**Your task:**
Reprint every line of the data, keeping each character intact.

(Dataset items)

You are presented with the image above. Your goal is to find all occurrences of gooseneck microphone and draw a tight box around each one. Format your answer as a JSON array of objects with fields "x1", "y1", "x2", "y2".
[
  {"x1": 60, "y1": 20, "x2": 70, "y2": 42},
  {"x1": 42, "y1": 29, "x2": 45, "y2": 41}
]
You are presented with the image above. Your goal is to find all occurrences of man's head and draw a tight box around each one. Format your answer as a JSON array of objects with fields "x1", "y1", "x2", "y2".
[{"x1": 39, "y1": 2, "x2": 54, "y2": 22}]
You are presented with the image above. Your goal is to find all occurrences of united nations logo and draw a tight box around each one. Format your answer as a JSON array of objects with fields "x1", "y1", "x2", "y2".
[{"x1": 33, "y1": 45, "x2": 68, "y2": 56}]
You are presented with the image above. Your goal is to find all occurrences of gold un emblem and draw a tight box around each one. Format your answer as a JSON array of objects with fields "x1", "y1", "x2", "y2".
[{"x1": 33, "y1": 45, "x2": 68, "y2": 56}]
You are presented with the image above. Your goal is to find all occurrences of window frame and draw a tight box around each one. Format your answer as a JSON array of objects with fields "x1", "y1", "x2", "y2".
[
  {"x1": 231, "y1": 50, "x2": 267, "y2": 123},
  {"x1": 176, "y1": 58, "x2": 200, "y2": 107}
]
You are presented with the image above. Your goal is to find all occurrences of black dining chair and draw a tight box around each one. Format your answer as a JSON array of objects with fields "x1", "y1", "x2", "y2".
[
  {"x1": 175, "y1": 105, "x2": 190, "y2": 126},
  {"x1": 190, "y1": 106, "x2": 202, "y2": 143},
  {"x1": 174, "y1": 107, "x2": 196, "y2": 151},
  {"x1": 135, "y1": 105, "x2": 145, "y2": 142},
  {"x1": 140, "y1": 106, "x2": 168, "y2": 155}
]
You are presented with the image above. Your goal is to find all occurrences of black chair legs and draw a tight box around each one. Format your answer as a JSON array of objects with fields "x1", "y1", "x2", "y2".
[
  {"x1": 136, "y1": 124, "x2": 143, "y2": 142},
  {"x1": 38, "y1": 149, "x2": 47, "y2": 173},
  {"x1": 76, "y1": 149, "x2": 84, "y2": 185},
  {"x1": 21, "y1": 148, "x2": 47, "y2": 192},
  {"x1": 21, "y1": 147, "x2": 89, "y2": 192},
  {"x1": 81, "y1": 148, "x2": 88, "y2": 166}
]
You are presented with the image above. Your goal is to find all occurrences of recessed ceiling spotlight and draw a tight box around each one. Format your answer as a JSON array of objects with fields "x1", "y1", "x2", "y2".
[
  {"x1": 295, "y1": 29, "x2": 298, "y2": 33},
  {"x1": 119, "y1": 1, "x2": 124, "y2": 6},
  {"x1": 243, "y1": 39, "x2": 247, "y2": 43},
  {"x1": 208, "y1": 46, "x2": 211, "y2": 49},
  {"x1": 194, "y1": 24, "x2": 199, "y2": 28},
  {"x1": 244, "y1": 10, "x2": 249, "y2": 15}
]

**Reply:**
You are presented with the image above. Your goal is to find all occurrences of gooseneck microphone and draw a tight box around each one. Format your answer as a JSON array of objects with fields "x1", "y1", "x2", "y2".
[
  {"x1": 60, "y1": 20, "x2": 70, "y2": 42},
  {"x1": 42, "y1": 29, "x2": 45, "y2": 41}
]
You are presented with the image above. Your goal is to find all occurrences of man's head and draw a tight box around each one. Format your answer as a JSON array of objects with fields "x1", "y1", "x2", "y2".
[{"x1": 39, "y1": 2, "x2": 54, "y2": 22}]
You are presented with the image above. Your goal is to find all occurrences of united nations logo and draw a tight box around each one. Format your answer as a JSON array of objects with fields "x1", "y1", "x2", "y2".
[{"x1": 33, "y1": 45, "x2": 68, "y2": 56}]
You are presented with the image above. Your goal is to find all occurrences of gold un emblem and draw a tight box around each one. Format your answer as a JSON array of objects with fields "x1", "y1", "x2", "y2".
[{"x1": 33, "y1": 45, "x2": 68, "y2": 56}]
You are presented with the image above. Your goal is to find all occurrences of window frame and draw a tight box around each one. Format your answer as a JSON array of objects with fields "x1", "y1", "x2", "y2".
[
  {"x1": 231, "y1": 50, "x2": 267, "y2": 123},
  {"x1": 176, "y1": 58, "x2": 200, "y2": 107}
]
You are presented with the image above. Your goal is to find all occurrences of black dining chair and draw a tight box around each one. Format your answer as a JSON array of objects with fields "x1", "y1", "x2", "y2".
[
  {"x1": 175, "y1": 105, "x2": 190, "y2": 126},
  {"x1": 190, "y1": 106, "x2": 202, "y2": 143},
  {"x1": 174, "y1": 107, "x2": 196, "y2": 151},
  {"x1": 135, "y1": 105, "x2": 145, "y2": 142},
  {"x1": 140, "y1": 106, "x2": 168, "y2": 155}
]
You are presented with the image above. Your goal is to find all occurrences of black chair legs and draw a tight box around each one. Format your answer as a JSON array of objects with fields "x1", "y1", "x2", "y2".
[
  {"x1": 136, "y1": 124, "x2": 143, "y2": 142},
  {"x1": 38, "y1": 149, "x2": 47, "y2": 173},
  {"x1": 76, "y1": 149, "x2": 84, "y2": 185},
  {"x1": 21, "y1": 148, "x2": 47, "y2": 192},
  {"x1": 21, "y1": 147, "x2": 89, "y2": 192},
  {"x1": 81, "y1": 148, "x2": 88, "y2": 166}
]
You are presented with the image above. Your goal is to find all occurrences of recessed ceiling spotlight and draw a tight box around each one. Format your answer as a JSON array of objects with fields "x1", "y1", "x2", "y2".
[
  {"x1": 295, "y1": 29, "x2": 298, "y2": 33},
  {"x1": 119, "y1": 1, "x2": 124, "y2": 6},
  {"x1": 243, "y1": 39, "x2": 247, "y2": 43},
  {"x1": 208, "y1": 46, "x2": 211, "y2": 49},
  {"x1": 194, "y1": 24, "x2": 199, "y2": 28},
  {"x1": 244, "y1": 10, "x2": 249, "y2": 15}
]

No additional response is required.